** Dataset content follows **

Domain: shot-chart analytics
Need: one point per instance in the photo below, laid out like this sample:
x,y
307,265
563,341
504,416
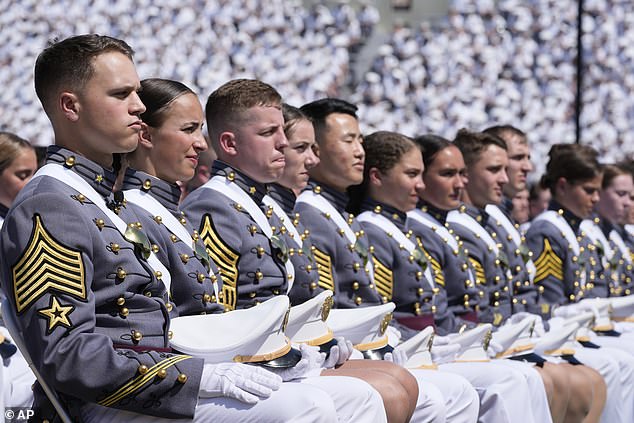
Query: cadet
x,y
333,232
245,122
107,365
508,239
17,165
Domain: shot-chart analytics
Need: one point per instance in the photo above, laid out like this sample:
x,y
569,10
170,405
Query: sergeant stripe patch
x,y
548,264
138,382
225,258
46,265
383,279
479,271
324,268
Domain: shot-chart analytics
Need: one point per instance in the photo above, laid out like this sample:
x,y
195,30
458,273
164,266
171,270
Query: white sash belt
x,y
76,182
495,211
389,227
320,203
151,205
232,191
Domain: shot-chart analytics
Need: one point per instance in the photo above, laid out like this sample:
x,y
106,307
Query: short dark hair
x,y
502,131
319,110
157,95
430,145
226,105
292,115
473,144
67,64
575,162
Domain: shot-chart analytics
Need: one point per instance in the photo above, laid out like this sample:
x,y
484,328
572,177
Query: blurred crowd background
x,y
480,62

** End of Dataset content **

Problem to solve: The result should be every line of the data, reproduced exactly, with the images removed.

Solution for this task:
Domain: shot-chart analytics
Need: one point per instance in the photo below, laid out like this sample:
x,y
307,265
563,341
504,416
Query: cadet
x,y
333,232
245,122
107,365
508,239
17,165
Domain: shot-chart analytics
Need: one point per instance in the photo above, laid out like this sample:
x,y
569,10
170,405
Query: sergeant stripe patch
x,y
548,264
138,382
225,258
46,265
383,279
479,271
324,268
Domain: shot-chart analytics
Need: one point per instance in the photo above, laid out like this sample:
x,y
195,30
458,273
164,266
171,270
Query: white sash belt
x,y
76,182
495,211
389,227
320,203
151,205
232,191
Domain: shot-chart analytics
Need: one point per instance in the photo above, laid out like this sample:
x,y
106,307
Query: short dark hair
x,y
502,131
319,110
157,95
430,145
226,105
292,115
473,144
67,64
575,162
Domain: shot-chart analytics
Need: one point per instance in the photo above, laid out like this sample:
x,y
484,328
572,177
Query: blurred crowd background
x,y
480,62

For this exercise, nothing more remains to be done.